In the last few months, the team at Ada Logics has worked on integrating continuous fuzzing into the etcd project. This was an effort focused on improving the security posture of etcd and ensuring a continued good experience for etcds users. The fuzzing integration involved enrolling etcd in the OSS-Fuzz project and writing a set of fuzzers that would bring the test coverage of etcd up to a mature level. In total, 18 fuzzers were written, and eight bugs were found, demonstrating the work’s value for etcd both short term and long term. All fuzzers were implemented by way of go-fuzz and when running in OSS-Fuzz instrumented by way of libFuzzer, and as such, etcd uses state-of-the-art open source fuzzing capabilities. The full report of the engagement can be found here.
The etcd project was created at CoreOS in 2013 and later joined the CNCF in 2018, from which it graduated in 2020. It is an open source, strongly consistent, distributed key-value store to reliably store data that a distributed system or cluster of machines needs to be accessed. It also provides highly desirable features like Watches to monitor changes to keys. etcd is a critical component of Kubernetes where it is used as the primary data store for cluster data such as the clusters state data and its data related to its desired state. Besides being a key component in Kubernetes, etcd is also used by many other distributed systems. Because of its wide usage, etcd is a critical part of the open source ecosystem to fuzz for reliability bugs and security vulnerabilities. The CNCF annual survey of 2021 found that 96% of companies are either using or evaluating Kubernetes, and etcd’s performance and security are important to continued business operations of these users.

**Task description:**
Write out the etcd fuzzing passage word for word, in full.

**Data excerpts:**
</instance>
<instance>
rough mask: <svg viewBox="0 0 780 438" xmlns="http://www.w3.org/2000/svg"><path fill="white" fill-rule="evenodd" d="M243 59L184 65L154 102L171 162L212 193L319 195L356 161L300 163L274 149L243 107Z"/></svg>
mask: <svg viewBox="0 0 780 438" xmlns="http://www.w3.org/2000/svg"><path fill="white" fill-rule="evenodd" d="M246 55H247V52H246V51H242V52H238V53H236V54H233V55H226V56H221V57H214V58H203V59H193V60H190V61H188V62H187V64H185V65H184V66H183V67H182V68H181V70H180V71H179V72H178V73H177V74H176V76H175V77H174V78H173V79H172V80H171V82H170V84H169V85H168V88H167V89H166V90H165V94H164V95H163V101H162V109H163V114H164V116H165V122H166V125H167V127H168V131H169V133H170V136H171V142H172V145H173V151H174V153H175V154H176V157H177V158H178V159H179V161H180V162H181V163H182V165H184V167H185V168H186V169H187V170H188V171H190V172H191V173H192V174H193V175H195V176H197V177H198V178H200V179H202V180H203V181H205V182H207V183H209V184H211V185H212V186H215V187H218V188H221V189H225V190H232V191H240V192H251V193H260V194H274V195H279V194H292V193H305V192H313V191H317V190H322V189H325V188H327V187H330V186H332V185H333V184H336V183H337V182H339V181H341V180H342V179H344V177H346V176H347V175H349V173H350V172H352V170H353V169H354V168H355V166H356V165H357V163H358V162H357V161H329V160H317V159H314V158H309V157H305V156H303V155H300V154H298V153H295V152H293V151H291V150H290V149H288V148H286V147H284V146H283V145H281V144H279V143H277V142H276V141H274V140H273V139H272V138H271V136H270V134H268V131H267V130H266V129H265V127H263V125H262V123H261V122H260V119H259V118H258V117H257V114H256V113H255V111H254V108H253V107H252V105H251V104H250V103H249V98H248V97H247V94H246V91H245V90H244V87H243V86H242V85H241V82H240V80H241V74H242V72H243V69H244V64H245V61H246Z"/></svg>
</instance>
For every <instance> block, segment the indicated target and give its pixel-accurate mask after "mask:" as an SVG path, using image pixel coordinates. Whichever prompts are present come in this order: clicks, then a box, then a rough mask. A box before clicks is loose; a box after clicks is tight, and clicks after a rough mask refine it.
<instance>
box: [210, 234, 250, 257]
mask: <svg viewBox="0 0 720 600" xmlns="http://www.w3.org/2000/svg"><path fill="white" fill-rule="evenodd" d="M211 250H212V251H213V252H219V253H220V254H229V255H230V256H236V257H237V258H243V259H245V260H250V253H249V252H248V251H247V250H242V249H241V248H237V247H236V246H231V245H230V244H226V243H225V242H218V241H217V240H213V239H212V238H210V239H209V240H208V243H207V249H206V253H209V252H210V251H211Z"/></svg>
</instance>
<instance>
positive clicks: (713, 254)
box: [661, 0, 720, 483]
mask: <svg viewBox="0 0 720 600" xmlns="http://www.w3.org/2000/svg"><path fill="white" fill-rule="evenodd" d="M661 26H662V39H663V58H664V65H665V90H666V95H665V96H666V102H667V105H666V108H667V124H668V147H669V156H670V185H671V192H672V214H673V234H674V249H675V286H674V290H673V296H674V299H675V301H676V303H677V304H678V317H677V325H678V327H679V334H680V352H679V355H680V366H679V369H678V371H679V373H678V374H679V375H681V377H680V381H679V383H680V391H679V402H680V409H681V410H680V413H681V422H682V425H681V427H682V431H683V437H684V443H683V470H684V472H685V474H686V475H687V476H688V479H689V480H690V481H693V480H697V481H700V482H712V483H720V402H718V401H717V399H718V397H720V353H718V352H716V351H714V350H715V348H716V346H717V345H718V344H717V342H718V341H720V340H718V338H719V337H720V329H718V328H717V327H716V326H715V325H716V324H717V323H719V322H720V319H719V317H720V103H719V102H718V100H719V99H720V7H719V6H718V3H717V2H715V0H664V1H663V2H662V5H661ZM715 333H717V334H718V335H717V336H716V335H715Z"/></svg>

**Task result:**
In the last few months, the team at Ada Logics has worked on integrating continuous fuzzing into the etcd project. This was an effort focused on improving the security posture of etcd and ensuring a continued good experience for etcds users. The fuzzing integration involved enrolling etcd in the OSS-Fuzz project and writing a set of fuzzers that would bring the test coverage of etcd up to a mature level. In total, 18 fuzzers were written, and eight bugs were found, demonstrating the work’s value for etcd both short term and long term. All fuzzers were implemented by way of go-fuzz and when running in OSS-Fuzz instrumented by way of libFuzzer, and as such, etcd uses state-of-the-art open source fuzzing capabilities. The full report of the engagement can be found here.
The etcd project was created at CoreOS in 2013 and later joined the CNCF in 2018, from which it graduated in 2020. It is an open source, strongly consistent, distributed key-value store to reliably store data that a distributed system or cluster of machines needs to be accessed. It also provides highly desirable features like Watches to monitor changes to keys. etcd is a critical component of Kubernetes where it is used as the primary data store for cluster data such as the clusters state data and its data related to its desired state. Besides being a key component in Kubernetes, etcd is also used by many other distributed systems. Because of its wide usage, etcd is a critical part of the open source ecosystem to fuzz for reliability bugs and security vulnerabilities. The CNCF annual survey of 2021 found that 96% of companies are either using or evaluating Kubernetes, and etcd’s performance and security are important to continued business operations of these users.